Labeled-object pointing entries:
□ □ □
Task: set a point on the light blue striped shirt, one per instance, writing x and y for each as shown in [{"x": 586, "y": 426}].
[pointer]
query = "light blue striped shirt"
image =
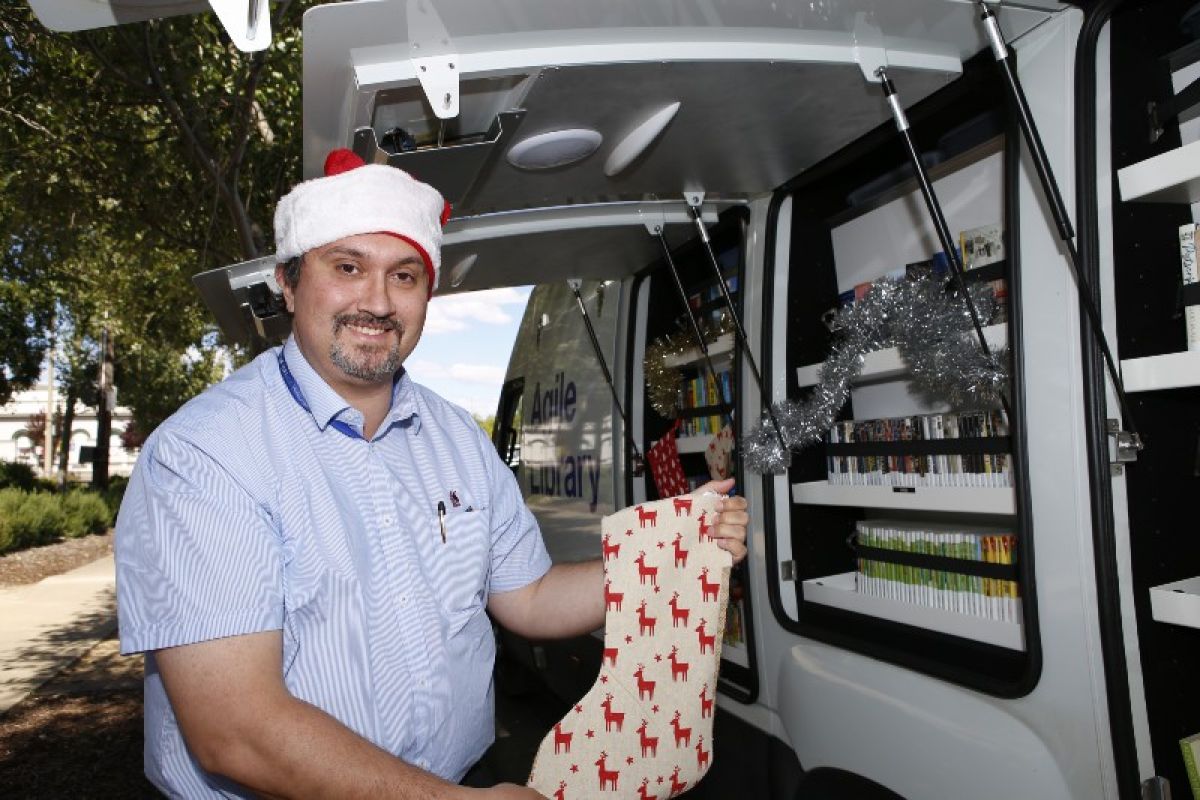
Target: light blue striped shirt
[{"x": 247, "y": 513}]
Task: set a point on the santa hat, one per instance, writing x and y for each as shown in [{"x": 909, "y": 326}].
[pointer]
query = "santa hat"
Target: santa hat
[{"x": 359, "y": 198}]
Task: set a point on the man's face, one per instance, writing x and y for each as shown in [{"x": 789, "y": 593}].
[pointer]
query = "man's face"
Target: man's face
[{"x": 359, "y": 308}]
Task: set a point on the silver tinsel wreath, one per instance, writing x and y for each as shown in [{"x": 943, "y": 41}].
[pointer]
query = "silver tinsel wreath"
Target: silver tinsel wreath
[{"x": 930, "y": 326}]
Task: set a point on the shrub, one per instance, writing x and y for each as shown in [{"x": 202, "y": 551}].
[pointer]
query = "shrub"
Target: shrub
[
  {"x": 87, "y": 512},
  {"x": 33, "y": 519},
  {"x": 115, "y": 493},
  {"x": 13, "y": 475}
]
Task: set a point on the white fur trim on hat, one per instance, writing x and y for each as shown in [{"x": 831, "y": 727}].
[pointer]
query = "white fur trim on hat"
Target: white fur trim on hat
[{"x": 363, "y": 199}]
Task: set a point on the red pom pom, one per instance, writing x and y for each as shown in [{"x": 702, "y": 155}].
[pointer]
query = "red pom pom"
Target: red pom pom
[{"x": 342, "y": 161}]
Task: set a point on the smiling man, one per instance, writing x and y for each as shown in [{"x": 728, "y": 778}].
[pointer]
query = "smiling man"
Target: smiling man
[{"x": 307, "y": 549}]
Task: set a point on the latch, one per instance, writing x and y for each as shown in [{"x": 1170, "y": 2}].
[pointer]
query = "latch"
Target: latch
[{"x": 1123, "y": 446}]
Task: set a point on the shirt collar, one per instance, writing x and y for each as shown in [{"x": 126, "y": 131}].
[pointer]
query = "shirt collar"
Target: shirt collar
[{"x": 327, "y": 404}]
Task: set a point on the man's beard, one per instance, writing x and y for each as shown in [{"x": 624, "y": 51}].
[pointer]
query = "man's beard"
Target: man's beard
[{"x": 361, "y": 362}]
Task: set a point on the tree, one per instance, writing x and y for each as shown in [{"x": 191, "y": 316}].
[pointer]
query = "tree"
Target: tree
[{"x": 131, "y": 158}]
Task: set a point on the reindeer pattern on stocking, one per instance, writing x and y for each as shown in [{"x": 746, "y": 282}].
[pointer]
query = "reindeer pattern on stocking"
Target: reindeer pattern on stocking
[{"x": 660, "y": 563}]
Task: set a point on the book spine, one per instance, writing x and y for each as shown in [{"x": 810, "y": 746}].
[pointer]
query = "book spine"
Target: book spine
[
  {"x": 1188, "y": 260},
  {"x": 1192, "y": 763}
]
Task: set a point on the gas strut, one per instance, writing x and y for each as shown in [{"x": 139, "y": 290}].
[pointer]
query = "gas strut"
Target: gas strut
[
  {"x": 695, "y": 325},
  {"x": 743, "y": 343},
  {"x": 1062, "y": 220},
  {"x": 639, "y": 462},
  {"x": 935, "y": 212}
]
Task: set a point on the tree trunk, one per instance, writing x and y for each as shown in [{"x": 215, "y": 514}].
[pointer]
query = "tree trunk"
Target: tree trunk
[{"x": 103, "y": 413}]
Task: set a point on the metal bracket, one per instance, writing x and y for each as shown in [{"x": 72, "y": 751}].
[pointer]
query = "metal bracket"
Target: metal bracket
[
  {"x": 869, "y": 49},
  {"x": 435, "y": 59},
  {"x": 1122, "y": 449}
]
□ □ □
## WHAT IS BEING ASKED
Repeat each entry exactly as given; no pictures belong in the copy.

## RESULT FOR THIS EXERCISE
Task: set a point on the light blue striped shirt, one per instance, writing x and y for each as shown in [{"x": 586, "y": 426}].
[pointer]
query = "light blue striped shirt"
image =
Target: light blue striped shirt
[{"x": 247, "y": 513}]
Task: set a point on the santa hat, one per instance, writing x and y for each as shown in [{"x": 909, "y": 326}].
[pointer]
query = "santa hat"
Target: santa hat
[{"x": 359, "y": 198}]
Task: set a point on the man's face, one per instance, writing x and y for each as shown in [{"x": 789, "y": 593}].
[pointer]
query = "man's face"
Target: man's face
[{"x": 359, "y": 308}]
Task: set a point on the silver tinsel wreath, one per instance, writing x and y for each as shown in [{"x": 943, "y": 41}].
[pointer]
query = "silver tinsel wreath"
Target: silver tinsel wreath
[{"x": 930, "y": 326}]
Task: set a point on the shrub, one per instance, writing x and y for each as shown in [{"x": 202, "y": 551}].
[pointer]
query = "shrub"
Target: shrub
[
  {"x": 87, "y": 512},
  {"x": 33, "y": 519},
  {"x": 115, "y": 493},
  {"x": 13, "y": 475}
]
Task: set a point on the white fur trim on hat, one per instance, writing x and y for each as shown in [{"x": 831, "y": 727}].
[pointer]
query = "white fur trim on hat"
Target: white fur trim on hat
[{"x": 363, "y": 199}]
Task: set a point on the red pom pom, one per instance, writing x and y for each as shown in [{"x": 702, "y": 155}].
[pointer]
query = "red pom pom"
Target: red pom pom
[{"x": 342, "y": 161}]
Task: set a point on the smiling man, one per instance, writing x and y for each as shown in [{"x": 728, "y": 778}].
[pointer]
query = "smiling man"
Target: smiling man
[{"x": 307, "y": 549}]
Task: set a point on the latch, one per instance, writing x and y for each as shown in [{"x": 1170, "y": 2}].
[pointer]
query = "latch"
Target: latch
[{"x": 1123, "y": 446}]
Task: set a point on the shirt collar, one per instance, writing x and y for each as shown in [{"x": 126, "y": 131}].
[pointer]
query = "shirt collar"
Target: shirt collar
[{"x": 327, "y": 404}]
Task: set a point on the man's beard, one per instance, writing x and y for each as shown in [{"x": 624, "y": 51}].
[pointer]
query = "man's beard"
Target: man's beard
[{"x": 361, "y": 362}]
Task: set a point on the tree, one per instance, writing x and y for each as shown in [{"x": 191, "y": 316}].
[pointer]
query = "tree"
Target: tree
[{"x": 131, "y": 158}]
Task: set a point on the reindeer pattern on stocking, one per instance, writing x and y for each as shown in [{"x": 746, "y": 282}].
[pointer]
query = "reindeer pattern on stocking"
Target: reindeer pattern on stocking
[{"x": 660, "y": 563}]
Task: set a point on the book spine, one per instance, writing x and y for each as shown in [{"x": 810, "y": 746}].
[pointer]
query = "book spine"
Target: book spine
[
  {"x": 1188, "y": 260},
  {"x": 1192, "y": 763}
]
Task: set a point on the gas strut, one per instance, writing x and y for each as shown in [{"x": 139, "y": 290}].
[pointer]
query = "gas strut"
Target: gas strut
[
  {"x": 695, "y": 325},
  {"x": 743, "y": 343},
  {"x": 1062, "y": 220},
  {"x": 639, "y": 462},
  {"x": 935, "y": 212}
]
Task: set a point on the tree trunk, one per instance, writing x and y for each as shown in [{"x": 215, "y": 514}].
[pointer]
query = "tree trunk"
Target: tree trunk
[{"x": 103, "y": 413}]
Task: set a point on the metal bracket, one per instance, writing x and y for each as shown in [{"x": 72, "y": 751}].
[pointer]
query = "metal bracket"
Target: metal bracket
[
  {"x": 869, "y": 49},
  {"x": 435, "y": 59},
  {"x": 1122, "y": 449}
]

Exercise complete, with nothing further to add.